Collected data entries

+-------+

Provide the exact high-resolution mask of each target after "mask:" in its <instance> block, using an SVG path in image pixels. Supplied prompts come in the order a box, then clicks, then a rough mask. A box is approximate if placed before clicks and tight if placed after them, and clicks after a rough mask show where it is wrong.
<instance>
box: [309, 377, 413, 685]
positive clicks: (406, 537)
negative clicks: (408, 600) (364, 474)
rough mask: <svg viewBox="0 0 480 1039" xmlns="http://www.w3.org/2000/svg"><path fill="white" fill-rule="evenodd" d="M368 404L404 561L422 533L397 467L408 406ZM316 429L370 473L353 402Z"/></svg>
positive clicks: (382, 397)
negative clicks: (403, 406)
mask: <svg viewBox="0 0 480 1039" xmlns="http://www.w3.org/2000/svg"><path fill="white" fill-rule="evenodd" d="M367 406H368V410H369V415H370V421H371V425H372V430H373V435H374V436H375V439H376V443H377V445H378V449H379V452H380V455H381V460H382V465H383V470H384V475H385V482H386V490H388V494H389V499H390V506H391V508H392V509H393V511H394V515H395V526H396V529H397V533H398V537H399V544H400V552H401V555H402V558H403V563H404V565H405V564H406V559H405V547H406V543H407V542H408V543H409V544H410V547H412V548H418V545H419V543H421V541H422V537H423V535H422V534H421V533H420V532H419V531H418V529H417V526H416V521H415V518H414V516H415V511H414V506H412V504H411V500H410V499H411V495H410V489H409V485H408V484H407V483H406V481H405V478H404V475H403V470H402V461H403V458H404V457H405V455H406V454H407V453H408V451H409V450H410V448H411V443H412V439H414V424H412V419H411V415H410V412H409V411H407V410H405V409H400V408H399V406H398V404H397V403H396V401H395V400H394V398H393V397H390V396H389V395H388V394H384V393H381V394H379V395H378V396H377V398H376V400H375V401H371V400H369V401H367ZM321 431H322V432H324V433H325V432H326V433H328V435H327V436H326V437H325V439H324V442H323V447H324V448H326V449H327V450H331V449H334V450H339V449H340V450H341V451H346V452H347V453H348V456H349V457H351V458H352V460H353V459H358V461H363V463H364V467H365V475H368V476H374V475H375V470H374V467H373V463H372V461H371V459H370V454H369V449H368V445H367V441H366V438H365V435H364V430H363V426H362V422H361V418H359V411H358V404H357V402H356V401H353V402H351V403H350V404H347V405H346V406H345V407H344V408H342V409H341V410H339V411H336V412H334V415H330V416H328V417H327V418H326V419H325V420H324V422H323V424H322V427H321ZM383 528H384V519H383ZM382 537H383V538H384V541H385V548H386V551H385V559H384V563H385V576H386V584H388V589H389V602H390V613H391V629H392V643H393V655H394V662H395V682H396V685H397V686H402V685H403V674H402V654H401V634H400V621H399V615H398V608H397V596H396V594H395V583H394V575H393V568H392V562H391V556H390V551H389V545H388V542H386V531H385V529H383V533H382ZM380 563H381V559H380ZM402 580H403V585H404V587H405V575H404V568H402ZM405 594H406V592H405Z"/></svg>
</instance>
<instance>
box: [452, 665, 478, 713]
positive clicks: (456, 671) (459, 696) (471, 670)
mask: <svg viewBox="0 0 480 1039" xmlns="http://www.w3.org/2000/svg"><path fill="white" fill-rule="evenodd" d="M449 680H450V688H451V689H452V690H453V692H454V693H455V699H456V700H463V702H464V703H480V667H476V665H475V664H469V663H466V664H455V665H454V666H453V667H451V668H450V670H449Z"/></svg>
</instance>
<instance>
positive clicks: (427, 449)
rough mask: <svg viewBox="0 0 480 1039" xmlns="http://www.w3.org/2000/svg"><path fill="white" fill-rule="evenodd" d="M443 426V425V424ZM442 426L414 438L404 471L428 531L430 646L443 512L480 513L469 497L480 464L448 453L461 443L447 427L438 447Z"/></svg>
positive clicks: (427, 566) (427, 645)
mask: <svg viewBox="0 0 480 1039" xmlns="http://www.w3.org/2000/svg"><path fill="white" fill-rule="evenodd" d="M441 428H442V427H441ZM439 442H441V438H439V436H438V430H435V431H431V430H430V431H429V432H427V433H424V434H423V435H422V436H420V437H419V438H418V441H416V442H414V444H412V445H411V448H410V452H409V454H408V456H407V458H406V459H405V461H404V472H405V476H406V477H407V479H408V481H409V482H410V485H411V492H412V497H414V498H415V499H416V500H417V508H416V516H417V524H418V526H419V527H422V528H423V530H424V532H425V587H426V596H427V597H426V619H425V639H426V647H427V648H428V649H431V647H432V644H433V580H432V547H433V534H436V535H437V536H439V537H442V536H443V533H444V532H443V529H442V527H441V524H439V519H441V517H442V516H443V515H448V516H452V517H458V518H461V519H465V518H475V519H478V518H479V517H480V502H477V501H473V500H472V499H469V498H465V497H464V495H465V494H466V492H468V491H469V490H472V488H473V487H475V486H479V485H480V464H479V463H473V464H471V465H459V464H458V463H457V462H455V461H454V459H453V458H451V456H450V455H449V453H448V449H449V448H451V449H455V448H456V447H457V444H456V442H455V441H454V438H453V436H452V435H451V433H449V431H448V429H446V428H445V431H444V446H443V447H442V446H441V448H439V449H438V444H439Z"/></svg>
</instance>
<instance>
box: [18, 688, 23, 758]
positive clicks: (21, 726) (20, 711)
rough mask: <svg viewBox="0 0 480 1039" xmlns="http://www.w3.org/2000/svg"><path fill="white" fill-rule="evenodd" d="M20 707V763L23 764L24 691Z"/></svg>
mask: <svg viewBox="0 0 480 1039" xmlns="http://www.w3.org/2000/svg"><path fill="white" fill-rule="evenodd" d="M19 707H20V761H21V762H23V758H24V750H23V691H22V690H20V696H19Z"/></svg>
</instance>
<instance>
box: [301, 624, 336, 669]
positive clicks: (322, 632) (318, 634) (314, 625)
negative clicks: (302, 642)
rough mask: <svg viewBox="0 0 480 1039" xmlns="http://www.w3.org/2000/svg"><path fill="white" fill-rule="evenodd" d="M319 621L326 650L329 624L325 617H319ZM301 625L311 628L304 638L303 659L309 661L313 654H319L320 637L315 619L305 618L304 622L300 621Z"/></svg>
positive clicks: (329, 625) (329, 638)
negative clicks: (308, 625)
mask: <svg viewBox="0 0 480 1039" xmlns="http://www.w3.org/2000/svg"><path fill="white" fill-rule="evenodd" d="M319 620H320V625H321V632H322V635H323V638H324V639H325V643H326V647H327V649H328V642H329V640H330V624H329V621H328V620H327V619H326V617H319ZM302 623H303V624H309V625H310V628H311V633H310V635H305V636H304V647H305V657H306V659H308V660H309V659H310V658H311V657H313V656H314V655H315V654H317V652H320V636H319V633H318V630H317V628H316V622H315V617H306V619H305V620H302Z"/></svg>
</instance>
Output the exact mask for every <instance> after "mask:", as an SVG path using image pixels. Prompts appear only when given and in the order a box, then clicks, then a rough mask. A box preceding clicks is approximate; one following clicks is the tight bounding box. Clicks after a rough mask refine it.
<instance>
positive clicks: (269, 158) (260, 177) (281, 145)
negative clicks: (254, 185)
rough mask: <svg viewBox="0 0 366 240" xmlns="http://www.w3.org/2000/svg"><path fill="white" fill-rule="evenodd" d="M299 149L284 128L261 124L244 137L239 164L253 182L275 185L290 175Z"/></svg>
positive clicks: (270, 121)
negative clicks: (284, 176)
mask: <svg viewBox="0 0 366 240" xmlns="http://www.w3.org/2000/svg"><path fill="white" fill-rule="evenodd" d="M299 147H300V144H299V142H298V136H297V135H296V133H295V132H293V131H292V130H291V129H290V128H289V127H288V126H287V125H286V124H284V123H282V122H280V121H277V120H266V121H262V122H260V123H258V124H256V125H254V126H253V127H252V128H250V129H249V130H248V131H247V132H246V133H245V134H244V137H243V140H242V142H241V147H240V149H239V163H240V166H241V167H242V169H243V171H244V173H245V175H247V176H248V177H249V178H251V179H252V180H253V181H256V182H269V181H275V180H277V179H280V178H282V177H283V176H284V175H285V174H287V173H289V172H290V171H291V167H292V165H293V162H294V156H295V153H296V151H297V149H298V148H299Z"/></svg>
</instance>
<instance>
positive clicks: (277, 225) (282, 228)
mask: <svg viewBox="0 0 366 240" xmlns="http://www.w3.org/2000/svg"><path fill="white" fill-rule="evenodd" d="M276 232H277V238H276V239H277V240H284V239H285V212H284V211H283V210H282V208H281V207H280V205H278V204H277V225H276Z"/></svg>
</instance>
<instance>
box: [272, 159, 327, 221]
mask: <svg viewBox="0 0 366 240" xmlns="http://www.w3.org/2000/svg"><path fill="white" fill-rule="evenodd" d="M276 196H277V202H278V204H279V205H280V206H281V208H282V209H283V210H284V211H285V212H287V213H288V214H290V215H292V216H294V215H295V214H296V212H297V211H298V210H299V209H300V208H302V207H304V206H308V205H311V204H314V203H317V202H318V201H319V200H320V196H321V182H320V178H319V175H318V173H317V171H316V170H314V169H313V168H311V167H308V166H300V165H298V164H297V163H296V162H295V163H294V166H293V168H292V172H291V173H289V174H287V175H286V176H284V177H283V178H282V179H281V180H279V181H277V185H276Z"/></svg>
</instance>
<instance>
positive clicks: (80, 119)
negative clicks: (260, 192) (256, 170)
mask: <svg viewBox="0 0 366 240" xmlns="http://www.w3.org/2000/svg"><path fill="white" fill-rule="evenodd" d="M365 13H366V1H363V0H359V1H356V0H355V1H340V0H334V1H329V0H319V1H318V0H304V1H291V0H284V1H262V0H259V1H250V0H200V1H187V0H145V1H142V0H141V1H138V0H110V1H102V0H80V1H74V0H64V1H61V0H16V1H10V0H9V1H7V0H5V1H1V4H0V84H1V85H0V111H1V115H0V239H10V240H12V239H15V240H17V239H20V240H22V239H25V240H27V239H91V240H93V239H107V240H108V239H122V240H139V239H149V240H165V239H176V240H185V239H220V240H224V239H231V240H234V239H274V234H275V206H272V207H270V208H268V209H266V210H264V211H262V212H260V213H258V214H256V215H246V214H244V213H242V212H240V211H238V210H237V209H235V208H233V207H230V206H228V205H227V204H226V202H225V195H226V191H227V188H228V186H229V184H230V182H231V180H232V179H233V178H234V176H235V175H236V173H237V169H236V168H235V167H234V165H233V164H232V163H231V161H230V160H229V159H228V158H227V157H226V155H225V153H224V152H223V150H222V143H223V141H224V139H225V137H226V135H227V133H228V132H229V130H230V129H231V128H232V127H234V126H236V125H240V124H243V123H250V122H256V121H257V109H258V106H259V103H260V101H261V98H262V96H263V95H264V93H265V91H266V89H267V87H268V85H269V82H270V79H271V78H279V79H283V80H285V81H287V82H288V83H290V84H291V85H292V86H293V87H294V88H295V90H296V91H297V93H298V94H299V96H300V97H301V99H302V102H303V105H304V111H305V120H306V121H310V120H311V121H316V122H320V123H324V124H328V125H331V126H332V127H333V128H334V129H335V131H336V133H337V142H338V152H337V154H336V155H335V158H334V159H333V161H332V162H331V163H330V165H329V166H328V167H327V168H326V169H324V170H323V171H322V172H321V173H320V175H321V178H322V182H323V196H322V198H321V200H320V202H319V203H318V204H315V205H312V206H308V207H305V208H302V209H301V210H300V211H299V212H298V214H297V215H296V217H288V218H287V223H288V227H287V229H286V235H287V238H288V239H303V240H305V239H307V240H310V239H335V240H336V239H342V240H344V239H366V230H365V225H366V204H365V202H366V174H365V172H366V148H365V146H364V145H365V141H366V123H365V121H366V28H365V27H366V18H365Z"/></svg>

+-------+

◆ What is required: Wherever a line in the entries above holds "then", copy that line.

◆ Answer space:
Provide the exact high-resolution mask of each target after "mask:" in its <instance> block, using an SVG path in image pixels. Supplied prompts come in the order a box, then clicks, then a rough mask. A box is approximate if placed before clicks and tight if placed after them, and clicks after a rough mask show where it is wrong.
Output the exact mask for every <instance> after "mask:", as an SVG path using image pixels. Prompts appear only when given and in the order a box, then clicks, then a rough mask. A box preceding clicks is approximate; one following clicks is the tight bounding box. Clicks after a rough mask refine it.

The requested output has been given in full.